| Work to complete |
[a] According to the study excerpt, how many patients were initially enrolled?
[b] For each statement, say whether it agrees with the study excerpt, and quote the words that decide it: (i) The study was a retrospective cohort study. (ii) The patients underwent surgery between January 2020 and January 2023. (iii) The secondary hypotheses predicted a lower reoperation rate for MIS-TLIF.

| Study text |
We conducted a prospective study to compare the surgical trauma, clinical, and radiological outcomes of AUSS-ULBD and MIS-TLIF in the treatment of single-segment DLS. The primary hypothesis was that AUSS-ULBD would achieve 2-year improvements in pain and disability that are comparable to those of MIS-TLIF and within clinically important margins. The secondary hypotheses were that AUSS-ULBD would yield a more favorable perioperative profile, whereas MIS-TLIF would achieve greater radiographic correction and a lower reoperation rate. This study aimed to contribute to the debate on whether fusion is necessary after DLS decompression and provide an alternative for surgical strategies.

Methods

Study Design and Population

This is a prospective cohort study. Initially, 180 patients (n = 90 per group) with single-segment DLS who underwent surgical treatment in our hospital from January 2020 to January 2023 were enrolled. This study was conducted in accordance with the guiding principles of the Declaration of Helsinki and written informed consent was obtained from each patient. The study was approved by the Ethics Committee of the Second Affiliated Hospital of Xi’an Jiaotong University (IRB approval: No. 2019521).

| Dataset excerpt |
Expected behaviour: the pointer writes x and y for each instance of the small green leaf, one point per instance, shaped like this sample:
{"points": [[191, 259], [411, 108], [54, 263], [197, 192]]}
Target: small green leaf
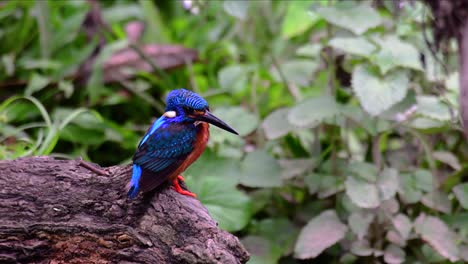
{"points": [[297, 71], [262, 250], [394, 255], [377, 94], [359, 223], [298, 18], [437, 200], [36, 83], [354, 46], [319, 234], [403, 225], [276, 124], [311, 112], [295, 167], [356, 18], [408, 190], [279, 231], [394, 52], [432, 107], [237, 9], [461, 192], [355, 188], [388, 183], [438, 235], [259, 169], [234, 77], [230, 207]]}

| Expected results |
[a] 180 patients, 90 per group.

[b]
(i) No: "This is a prospective cohort study."
(ii) Yes: "from January 2020 to January 2023"
(iii) Yes: "MIS-TLIF would achieve greater radiographic correction and a lower reoperation rate"